The crimp in Mitch McConnell's reelection plans.
I've consistently maintained that the Affordable Care Act will be an electoral plus for Democrats this November as the law's initial success lifts both its approval ratings and those of the president (who just hit their
highest number in Gallup's daily tracker since September 2013).
But there is also the rhetorical cul-de-sac Republicans are trapped inside: They've made much hay of the president's promise that no one would lose their existing insurance. Yet here they are, a few months later, running explicitly on a promise to take away insurance from well over 10 million Americans. In Kentucky, that number is 413,000, exactly.
Beth Moore left her job - and her health insurance - to start her own company in January.
In March, while visiting Texas, she had an emergency appendectomy followed by a nasty bout with pneumonia that added up to more than $30,000 in medical bills.
But Moore was one of 413,410 Kentuckians who signed up for free or subsidized health insurance through kynect, Kentucky's state-run health insurance marketplace made possible by the federal Affordable Care Act. So far, the most she has paid for her treatment is $150.
That's a lot of Kentuckians, many with the same story as Beth Moore, who are now in Senate Minority Leader Mitch McConnell's crosshairs. And that 413,000 will grow because applications are still being processed.

□ □ □ □ □ □ □

• _Activity list_:
- a) Answer these questions from the passage on McConnell and the Affordable Care Act:
(i) According to the passage, since when had the president's approval not been as high in Gallup's daily tracker?
(ii) What amount of medical bills did Beth Moore's emergency appendectomy and pneumonia add up to?
(iii) What is the name of Kentucky's state-run health insurance marketplace?
- b) Repeat the part of the passage on McConnell and the Affordable Care Act that starts at the words "But Moore was" and stops after "still being processed.", with no changes.

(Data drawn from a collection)

□ □ □ □ □ □ □

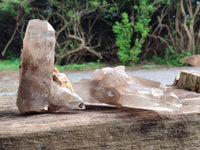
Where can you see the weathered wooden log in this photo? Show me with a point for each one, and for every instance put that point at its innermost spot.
(189, 80)
(102, 127)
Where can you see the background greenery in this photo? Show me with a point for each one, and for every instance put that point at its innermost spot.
(111, 31)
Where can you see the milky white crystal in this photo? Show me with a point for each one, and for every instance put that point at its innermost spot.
(114, 87)
(37, 91)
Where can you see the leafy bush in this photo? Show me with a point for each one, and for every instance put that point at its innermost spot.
(171, 58)
(123, 31)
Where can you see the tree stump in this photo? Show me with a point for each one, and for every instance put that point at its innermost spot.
(189, 80)
(102, 127)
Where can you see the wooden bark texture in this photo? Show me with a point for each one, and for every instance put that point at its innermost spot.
(102, 127)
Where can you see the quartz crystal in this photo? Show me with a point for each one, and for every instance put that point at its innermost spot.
(37, 91)
(112, 86)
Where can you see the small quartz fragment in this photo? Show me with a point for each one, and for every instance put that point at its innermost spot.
(113, 86)
(37, 91)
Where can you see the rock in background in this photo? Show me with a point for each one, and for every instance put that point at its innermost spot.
(189, 80)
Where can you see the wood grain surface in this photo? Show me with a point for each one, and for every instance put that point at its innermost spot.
(102, 127)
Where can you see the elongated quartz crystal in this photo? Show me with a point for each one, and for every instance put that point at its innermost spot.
(37, 91)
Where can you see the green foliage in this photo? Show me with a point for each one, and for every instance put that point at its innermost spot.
(144, 10)
(171, 58)
(149, 66)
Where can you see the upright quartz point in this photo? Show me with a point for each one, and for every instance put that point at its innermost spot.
(37, 90)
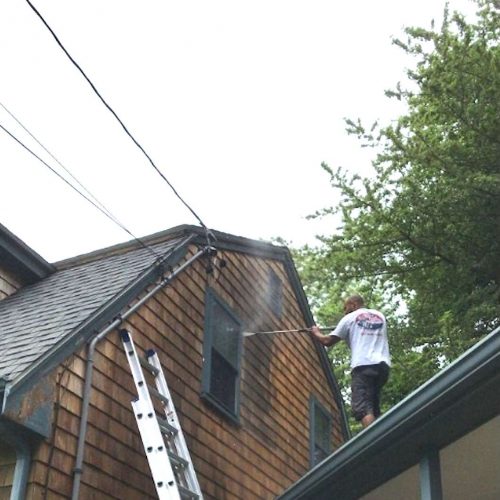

□ □ □ □ □ □ □

• _Solved tasks_:
- a)
(i) Since September 2013.
(ii) More than $30,000.
(iii) kynect.

- b)
But Moore was one of 413,410 Kentuckians who signed up for free or subsidized health insurance through kynect, Kentucky's state-run health insurance marketplace made possible by the federal Affordable Care Act. So far, the most she has paid for her treatment is $150.
That's a lot of Kentuckians, many with the same story as Beth Moore, who are now in Senate Minority Leader Mitch McConnell's crosshairs. And that 413,000 will grow because applications are still being processed.